== Raw records

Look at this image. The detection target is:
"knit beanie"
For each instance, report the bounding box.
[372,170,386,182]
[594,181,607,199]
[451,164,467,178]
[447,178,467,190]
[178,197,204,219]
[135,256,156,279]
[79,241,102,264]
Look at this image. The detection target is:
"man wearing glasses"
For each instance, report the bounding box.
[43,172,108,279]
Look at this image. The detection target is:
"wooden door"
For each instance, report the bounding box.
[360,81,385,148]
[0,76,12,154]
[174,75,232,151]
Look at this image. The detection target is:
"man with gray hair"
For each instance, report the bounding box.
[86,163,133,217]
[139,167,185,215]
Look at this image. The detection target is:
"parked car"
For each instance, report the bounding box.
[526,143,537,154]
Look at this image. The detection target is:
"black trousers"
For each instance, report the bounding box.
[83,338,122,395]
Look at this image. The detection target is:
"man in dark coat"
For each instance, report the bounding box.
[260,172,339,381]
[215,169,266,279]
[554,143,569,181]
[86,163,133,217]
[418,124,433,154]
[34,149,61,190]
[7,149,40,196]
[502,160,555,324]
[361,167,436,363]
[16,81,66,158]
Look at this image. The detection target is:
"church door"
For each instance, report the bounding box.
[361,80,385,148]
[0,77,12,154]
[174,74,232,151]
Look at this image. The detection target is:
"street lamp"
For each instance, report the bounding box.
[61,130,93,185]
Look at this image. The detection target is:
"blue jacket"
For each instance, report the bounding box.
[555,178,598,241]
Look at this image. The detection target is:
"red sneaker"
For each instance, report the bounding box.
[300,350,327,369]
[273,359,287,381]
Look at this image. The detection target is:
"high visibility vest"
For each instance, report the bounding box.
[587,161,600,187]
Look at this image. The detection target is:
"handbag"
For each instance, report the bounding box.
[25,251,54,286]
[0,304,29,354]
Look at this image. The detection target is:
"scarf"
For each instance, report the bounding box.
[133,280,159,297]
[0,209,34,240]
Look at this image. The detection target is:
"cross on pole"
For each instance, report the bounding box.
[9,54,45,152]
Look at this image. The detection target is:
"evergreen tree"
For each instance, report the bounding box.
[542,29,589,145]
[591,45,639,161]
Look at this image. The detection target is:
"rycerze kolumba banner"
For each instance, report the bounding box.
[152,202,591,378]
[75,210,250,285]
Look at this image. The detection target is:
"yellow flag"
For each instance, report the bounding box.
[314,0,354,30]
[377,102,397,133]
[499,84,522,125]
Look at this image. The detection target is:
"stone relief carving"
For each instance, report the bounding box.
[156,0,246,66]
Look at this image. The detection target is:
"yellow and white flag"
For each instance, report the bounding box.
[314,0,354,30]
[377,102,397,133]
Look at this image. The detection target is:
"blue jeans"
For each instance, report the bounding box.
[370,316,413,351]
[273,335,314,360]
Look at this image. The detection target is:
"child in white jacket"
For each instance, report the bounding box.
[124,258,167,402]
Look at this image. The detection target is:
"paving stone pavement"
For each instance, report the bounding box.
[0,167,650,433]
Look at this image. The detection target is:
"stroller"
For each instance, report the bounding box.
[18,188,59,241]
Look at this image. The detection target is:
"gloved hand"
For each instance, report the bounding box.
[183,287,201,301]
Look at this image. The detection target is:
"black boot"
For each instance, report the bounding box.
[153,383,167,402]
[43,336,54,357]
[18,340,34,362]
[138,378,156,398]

====

## Task prompt
Swap "detection target" for "search target" everywhere in the material above, and write out every line again with nothing else changed.

## Solution to the exercise
Look at this image. The search target is:
"knit beanie"
For each instance, report the bounding box.
[372,170,386,182]
[594,181,607,199]
[451,164,467,178]
[447,178,467,190]
[178,197,204,219]
[135,256,156,279]
[79,241,102,264]
Look at this image. The search target is:
"man wearing glasses"
For each instance, report the bounding box.
[43,172,108,279]
Look at this image. The search target is:
"wooden door"
For each instance, report the bounding box.
[360,81,385,148]
[0,76,12,154]
[174,75,232,151]
Look at this image. The search target is:
"man with gray hair"
For each instance, report the bounding box.
[86,163,133,217]
[139,167,185,215]
Look at this image. The search target is:
"parked car"
For each instance, report the bounding box.
[526,143,537,154]
Look at this image. The search target is:
"black trousers"
For each instance, report the bounding box.
[83,338,122,395]
Look at this image. The search target is:
"man in dark coat"
For each instance, report the bounding box.
[260,172,339,381]
[215,169,266,279]
[554,143,569,181]
[86,163,133,217]
[418,124,433,154]
[34,149,61,190]
[7,149,40,196]
[502,160,555,324]
[361,167,436,363]
[16,81,66,158]
Look at this image. The search target is:
"church door"
For each instance, report the bounding box.
[361,80,385,148]
[0,77,12,154]
[174,74,232,151]
Look at this image. The search target is:
"street lamp"
For each instance, report the bounding box.
[61,130,93,185]
Look at this image. The search target is:
"blue jacket"
For each instance, report the bounding box.
[555,178,598,241]
Look at this image. The search target is:
"red sneaker"
For each instance, report the bounding box.
[300,350,327,369]
[273,359,287,381]
Look at this image. The search target is:
"high visibility vest"
For each instance, report the bounding box.
[587,161,600,187]
Look at this image. The search target is:
"handbag"
For each instance, report the bounding box.
[25,251,54,286]
[0,304,29,354]
Look at this image. The search target is:
"scarf"
For each instance, report the bounding box.
[133,280,159,297]
[0,209,34,240]
Look at this image. The search target is:
"cross on pole"
For each instance, report the bounding box.
[9,54,45,152]
Look at this image. The search target is:
"evergreen tree"
For each instance, report the bounding box.
[542,29,589,145]
[591,45,639,161]
Look at this image. The search target is:
"rycerze kolumba banner"
For each instance, report the bounding box.
[152,202,591,378]
[75,210,250,285]
Look at this image. The search target is:
"yellow flag"
For each instance, report the bounding box.
[314,0,354,30]
[377,102,397,133]
[499,84,522,125]
Look at this image. The search target is:
"stone relief carving"
For each instance, report the bounding box.
[156,0,246,66]
Look at this image. The search target is:
"yellow and white flag"
For each instance, report the bounding box.
[314,0,354,30]
[377,102,397,133]
Look at this image. The search target is:
"blue jeans"
For each instance, report the bounding box.
[370,316,413,351]
[273,335,314,360]
Look at this image. The search target is:
"child in white jacket"
For each instance, report the bounding box.
[124,258,167,402]
Look at this image. The search target is:
"paving stone pavement"
For each instance, report the bounding box.
[0,167,650,433]
Look at this image. The search target is:
"stroller"
For each instance, report the bounding box.
[18,188,59,241]
Look at this image. The search target is:
"gloved hand"
For each instance, report the bounding box.
[183,287,201,301]
Look at this image. The search target is:
"black boot"
For each instance, report the bounding box.
[153,383,167,402]
[43,336,54,357]
[18,340,34,362]
[138,378,156,398]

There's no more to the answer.